__WORK ITEM__: The required result is every line of the records that includes "foliage".

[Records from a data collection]
=-=-=
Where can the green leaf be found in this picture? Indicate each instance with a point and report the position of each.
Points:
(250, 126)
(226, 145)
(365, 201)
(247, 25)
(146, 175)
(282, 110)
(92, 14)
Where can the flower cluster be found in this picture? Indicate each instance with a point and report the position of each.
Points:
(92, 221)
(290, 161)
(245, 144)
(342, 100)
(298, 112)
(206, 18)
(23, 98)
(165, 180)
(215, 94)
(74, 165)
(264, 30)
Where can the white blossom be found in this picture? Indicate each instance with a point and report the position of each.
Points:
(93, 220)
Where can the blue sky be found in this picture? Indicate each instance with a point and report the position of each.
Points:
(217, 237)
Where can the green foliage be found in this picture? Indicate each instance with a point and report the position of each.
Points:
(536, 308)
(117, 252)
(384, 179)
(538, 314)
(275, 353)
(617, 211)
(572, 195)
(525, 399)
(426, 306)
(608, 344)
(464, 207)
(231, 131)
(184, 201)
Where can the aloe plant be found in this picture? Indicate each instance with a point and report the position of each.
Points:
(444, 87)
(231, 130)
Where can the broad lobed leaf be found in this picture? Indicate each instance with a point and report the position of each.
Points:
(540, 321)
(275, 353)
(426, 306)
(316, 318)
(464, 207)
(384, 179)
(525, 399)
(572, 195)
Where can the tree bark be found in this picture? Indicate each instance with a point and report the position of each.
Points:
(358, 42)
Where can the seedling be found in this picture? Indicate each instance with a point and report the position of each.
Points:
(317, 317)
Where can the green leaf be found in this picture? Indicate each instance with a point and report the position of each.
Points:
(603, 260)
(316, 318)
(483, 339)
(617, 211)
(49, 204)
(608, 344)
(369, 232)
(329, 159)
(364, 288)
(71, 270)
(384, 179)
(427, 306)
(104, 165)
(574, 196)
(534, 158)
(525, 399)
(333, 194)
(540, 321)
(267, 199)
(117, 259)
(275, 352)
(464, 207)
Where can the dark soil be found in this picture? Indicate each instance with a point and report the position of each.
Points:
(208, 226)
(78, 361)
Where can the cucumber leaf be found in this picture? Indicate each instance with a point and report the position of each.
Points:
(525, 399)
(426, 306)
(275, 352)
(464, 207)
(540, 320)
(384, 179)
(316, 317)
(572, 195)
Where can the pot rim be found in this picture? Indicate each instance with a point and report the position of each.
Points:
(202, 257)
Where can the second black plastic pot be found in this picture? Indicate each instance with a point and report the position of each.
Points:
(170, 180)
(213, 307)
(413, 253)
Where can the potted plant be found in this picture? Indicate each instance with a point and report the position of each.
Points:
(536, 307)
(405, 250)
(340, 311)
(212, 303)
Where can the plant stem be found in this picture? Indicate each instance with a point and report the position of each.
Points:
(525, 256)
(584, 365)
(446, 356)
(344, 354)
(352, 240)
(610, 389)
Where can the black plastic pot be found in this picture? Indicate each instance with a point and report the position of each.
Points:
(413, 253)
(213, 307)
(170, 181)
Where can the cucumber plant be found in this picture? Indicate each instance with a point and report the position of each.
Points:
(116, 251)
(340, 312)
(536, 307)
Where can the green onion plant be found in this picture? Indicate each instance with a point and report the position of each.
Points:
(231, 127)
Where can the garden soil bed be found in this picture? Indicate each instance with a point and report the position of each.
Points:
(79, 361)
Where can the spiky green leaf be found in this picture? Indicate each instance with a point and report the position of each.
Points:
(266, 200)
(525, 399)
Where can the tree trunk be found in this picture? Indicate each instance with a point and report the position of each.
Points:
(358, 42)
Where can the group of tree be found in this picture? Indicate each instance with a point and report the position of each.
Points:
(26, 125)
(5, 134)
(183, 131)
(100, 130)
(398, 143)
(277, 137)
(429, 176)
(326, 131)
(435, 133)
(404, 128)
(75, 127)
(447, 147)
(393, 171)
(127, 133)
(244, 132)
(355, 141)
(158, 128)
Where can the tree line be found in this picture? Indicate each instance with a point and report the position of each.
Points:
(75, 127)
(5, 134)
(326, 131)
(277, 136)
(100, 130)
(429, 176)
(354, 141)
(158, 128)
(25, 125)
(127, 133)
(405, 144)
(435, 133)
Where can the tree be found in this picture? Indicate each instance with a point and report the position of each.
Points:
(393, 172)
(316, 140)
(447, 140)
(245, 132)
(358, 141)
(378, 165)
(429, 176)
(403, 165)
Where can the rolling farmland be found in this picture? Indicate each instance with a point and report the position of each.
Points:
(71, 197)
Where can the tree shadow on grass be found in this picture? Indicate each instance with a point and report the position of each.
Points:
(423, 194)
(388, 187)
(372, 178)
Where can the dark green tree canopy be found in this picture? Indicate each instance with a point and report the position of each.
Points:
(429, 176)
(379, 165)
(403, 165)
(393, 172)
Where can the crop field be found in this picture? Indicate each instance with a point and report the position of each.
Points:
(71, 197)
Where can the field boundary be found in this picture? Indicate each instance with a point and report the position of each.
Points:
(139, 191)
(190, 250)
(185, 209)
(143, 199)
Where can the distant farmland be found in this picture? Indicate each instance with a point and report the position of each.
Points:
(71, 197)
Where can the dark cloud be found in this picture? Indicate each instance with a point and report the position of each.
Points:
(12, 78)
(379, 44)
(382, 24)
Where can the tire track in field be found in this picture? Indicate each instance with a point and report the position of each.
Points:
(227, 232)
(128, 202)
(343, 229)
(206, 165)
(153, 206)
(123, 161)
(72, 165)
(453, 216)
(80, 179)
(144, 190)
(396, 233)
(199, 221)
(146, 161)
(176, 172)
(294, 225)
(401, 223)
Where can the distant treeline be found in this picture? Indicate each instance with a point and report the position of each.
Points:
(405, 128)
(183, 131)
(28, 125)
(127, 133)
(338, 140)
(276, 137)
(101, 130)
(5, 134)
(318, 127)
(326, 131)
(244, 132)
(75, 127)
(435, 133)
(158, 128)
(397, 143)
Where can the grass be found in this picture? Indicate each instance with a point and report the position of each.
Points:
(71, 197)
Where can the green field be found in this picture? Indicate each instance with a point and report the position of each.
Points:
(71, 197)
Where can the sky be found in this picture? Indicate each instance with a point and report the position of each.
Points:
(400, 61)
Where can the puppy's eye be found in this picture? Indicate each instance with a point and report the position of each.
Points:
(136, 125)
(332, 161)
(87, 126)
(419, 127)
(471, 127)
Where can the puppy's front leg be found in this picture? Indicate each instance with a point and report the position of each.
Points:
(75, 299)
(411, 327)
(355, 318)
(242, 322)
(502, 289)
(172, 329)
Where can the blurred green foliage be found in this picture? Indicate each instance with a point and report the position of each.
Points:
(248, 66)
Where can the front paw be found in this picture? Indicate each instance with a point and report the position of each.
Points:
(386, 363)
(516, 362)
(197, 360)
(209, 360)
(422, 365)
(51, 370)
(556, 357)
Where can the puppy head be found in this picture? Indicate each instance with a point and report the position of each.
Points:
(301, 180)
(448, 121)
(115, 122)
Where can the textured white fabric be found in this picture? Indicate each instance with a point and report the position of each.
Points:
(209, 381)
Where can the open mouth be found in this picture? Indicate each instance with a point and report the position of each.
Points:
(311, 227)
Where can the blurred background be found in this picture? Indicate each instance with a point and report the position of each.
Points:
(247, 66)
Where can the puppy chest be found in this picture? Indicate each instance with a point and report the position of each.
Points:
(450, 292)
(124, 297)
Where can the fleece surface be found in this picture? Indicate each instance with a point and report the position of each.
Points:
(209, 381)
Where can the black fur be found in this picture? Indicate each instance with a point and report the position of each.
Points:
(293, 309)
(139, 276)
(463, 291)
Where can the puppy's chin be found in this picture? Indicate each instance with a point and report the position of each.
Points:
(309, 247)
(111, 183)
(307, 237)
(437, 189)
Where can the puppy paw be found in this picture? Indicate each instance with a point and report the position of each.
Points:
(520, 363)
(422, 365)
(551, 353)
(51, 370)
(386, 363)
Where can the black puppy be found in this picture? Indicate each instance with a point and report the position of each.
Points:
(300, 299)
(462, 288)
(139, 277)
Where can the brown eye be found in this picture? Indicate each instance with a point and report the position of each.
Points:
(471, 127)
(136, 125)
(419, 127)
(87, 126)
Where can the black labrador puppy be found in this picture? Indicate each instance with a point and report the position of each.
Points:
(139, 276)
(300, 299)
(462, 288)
=-=-=
__ANSWER__:
Where can the green foliage be found in this picture? Indicate each instance with a point and report the position of each.
Where can the blurred green foliage be found in this picture? Indicate each instance with a point and report the position of each.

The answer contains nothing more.